** Opening SUPPLIED DATA block **

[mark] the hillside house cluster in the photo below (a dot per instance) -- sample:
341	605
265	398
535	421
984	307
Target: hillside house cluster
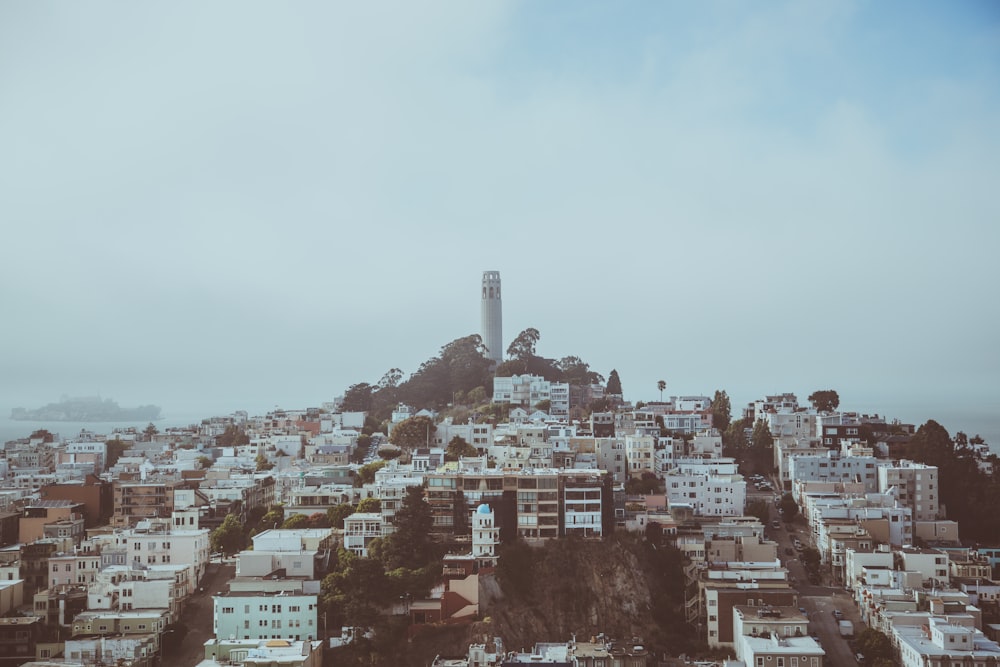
100	550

** Closing SUPPLIED DATA block **

» TASK TO COMPLETE
Retype the data word for word, please, and keep the images out.

» TASK RESPONSE
[mark] the hillside house cluster in the photo below (a dot per instance) -- sample:
341	605
265	398
535	421
984	307
Target: hillside house cluster
100	550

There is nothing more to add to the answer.